◆ Stored dataset items
________________________
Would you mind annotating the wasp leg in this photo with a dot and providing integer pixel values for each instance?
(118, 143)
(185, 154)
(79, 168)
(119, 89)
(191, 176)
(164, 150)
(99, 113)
________________________
◆ Requirement
Write out the items above again, word for word.

◆ Task answer
Would you mind annotating the wasp leg in this photo with a dot and providing integer pixel values for each instance?
(118, 143)
(185, 154)
(79, 168)
(119, 89)
(191, 176)
(164, 150)
(99, 113)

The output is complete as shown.